:: What to work on ::
**A.** In the article on Lindsey Vonn, who finished second in the race, and how far behind Vonn?
**B.** In the article on Lindsey Vonn, reproduce everything from "Vonn is racing" down to "skis like a guy.", putting "man" wherever "guy" appears.

:: Text ::

================

For all that, her cross-over appeal is inextricably tied to and rooted in her skiing success. And what she is doing is not only rewriting the history books but revolutionizing the way a female skier approaches alpine racing.

It has been said here before and will be said again -- Lindsey Vonn is the best the United States has ever produced.

That fourth straight win -- Vonn is the first U.S. racer to ever win four straight. Her win gave the U.S. team its third win here in five races. Bode Miller won a downhill Friday; Ted Ligety won a giant slalom Tuesday.

The victory is the 46th of Vonn's World Cup career. That ties her for third on the all-time list with Renate Goetschl of Austria. Vreni Schneider of Switzerland has 55. Austria's Annemarie Moeser-Proell is tops with 62.

She now has 16 career World Cup super-G wins. That's tied for most with Katja Seizinger of Germany for all-time most.

It was Vonn's 14th win in her last 19 World Cup super-Gs. She has never finished lower than third -- and, as the U.S. Ski Team pointed out, third only once.

Of course she leads the overall World Cup standings.

She said she was more nervous Wednesday than she had maybe ever been before any race, feeling the pressure of wanting to come through for her family, friends, community and country. "Anything other than winning would have been a catastrophe and people would have been really disappointed," she allowed afterward.

She didn't get a great start. About halfway down, she almost missed a blind gate. But she kept charging and at the bottom of the course she put the hammer down.

Her time: 1:10:68.

Fabienne Suter of Switzerland finished 37-hundredths of a second behind. Anna Fenninger of Austria took third.

Julia Mancuso finished eighth, Leanne Smith 11th.

Vonn is racing now on men's skis. Every race. The course Wednesday was pretty much -- not quite -- the men's super-G Birds of Prey. She flat-out said "the goal today" was "to really attack," explaining, "I tried to ski like a guy."

That, simply put, is the Lindsey Vonn revolution in women's skiing.

She not only skis on men's skis. She skis like a guy.

================

:: Data excerpt ::

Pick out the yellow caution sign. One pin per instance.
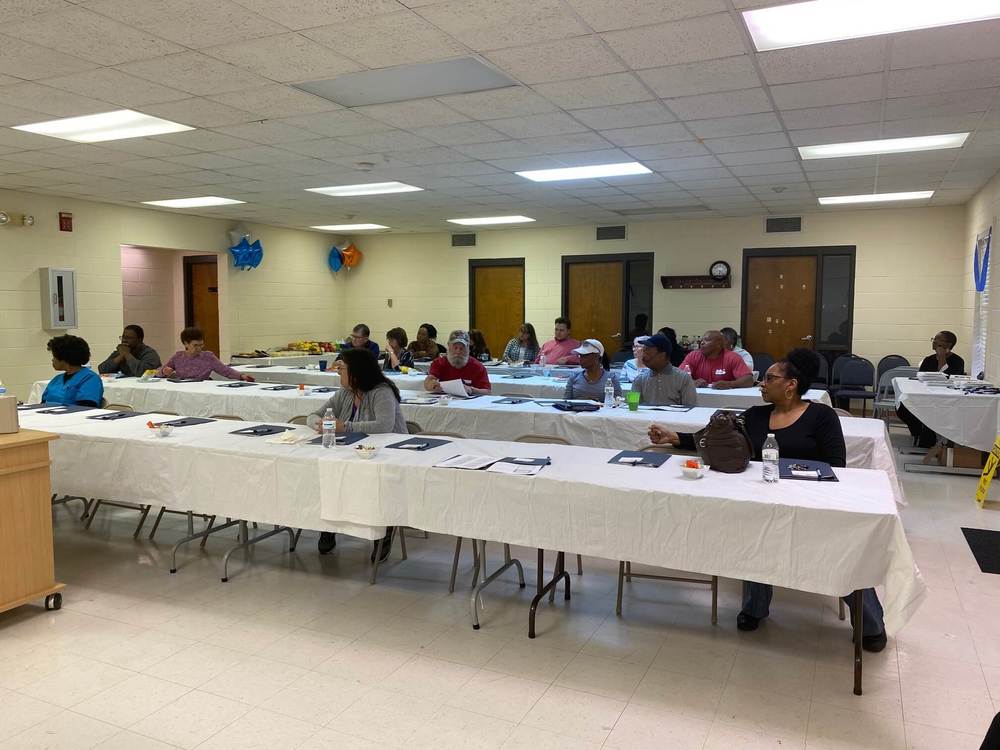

================

:: Task-by-task solutions ::
**A.** Fabienne Suter of Switzerland, 37-hundredths of a second behind.

**B.**
Vonn is racing now on men's skis. Every race. The course Wednesday was pretty much -- not quite -- the men's super-G Birds of Prey. She flat-out said "the goal today" was "to really attack," explaining, "I tried to ski like a man."

That, simply put, is the Lindsey Vonn revolution in women's skiing.

She not only skis on men's skis. She skis like a man.